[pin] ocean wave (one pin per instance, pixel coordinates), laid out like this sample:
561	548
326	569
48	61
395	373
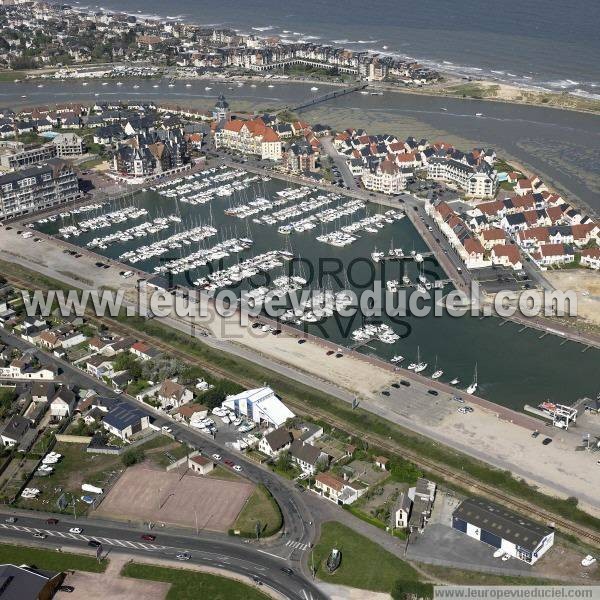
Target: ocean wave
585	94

.....

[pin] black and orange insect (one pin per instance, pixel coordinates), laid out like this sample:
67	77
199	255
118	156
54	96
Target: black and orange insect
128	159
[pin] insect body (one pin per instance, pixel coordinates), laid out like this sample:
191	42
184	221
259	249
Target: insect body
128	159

.....

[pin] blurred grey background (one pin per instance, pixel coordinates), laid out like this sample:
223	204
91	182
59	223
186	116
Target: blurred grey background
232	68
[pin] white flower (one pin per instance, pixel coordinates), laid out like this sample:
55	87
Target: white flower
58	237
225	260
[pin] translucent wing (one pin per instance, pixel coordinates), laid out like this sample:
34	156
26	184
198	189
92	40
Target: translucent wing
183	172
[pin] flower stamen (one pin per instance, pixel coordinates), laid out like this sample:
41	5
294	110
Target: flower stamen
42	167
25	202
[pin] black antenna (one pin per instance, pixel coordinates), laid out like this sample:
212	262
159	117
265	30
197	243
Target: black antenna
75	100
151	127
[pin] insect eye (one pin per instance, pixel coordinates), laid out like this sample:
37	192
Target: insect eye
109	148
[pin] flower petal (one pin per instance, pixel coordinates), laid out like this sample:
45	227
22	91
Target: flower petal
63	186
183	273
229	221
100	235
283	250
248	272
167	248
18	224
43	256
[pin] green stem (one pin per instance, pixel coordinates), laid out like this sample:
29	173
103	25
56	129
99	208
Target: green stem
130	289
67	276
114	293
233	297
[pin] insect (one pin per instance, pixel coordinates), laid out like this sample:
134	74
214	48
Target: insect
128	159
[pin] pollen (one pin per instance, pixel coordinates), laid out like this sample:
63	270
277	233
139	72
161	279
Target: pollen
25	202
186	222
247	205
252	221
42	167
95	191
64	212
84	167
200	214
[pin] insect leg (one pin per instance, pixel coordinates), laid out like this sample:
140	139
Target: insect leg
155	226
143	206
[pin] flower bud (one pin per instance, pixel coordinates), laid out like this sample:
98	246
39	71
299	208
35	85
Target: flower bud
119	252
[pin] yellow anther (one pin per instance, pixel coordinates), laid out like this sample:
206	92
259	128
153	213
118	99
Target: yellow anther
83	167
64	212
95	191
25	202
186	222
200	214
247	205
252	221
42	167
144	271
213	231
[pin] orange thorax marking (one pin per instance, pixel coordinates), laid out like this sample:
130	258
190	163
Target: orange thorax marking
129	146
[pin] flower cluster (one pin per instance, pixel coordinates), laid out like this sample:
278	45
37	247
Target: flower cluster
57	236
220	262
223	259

.....

■ **Tujuan Tugas**
Ambil setiap baris dari kumpulan data di atas yang memuat kata "blurred", dengan membedakan huruf besar dan huruf kecil.

■ **Hasil Latihan**
[pin] blurred grey background (one pin per instance, pixel coordinates), laid out like this sample:
Target: blurred grey background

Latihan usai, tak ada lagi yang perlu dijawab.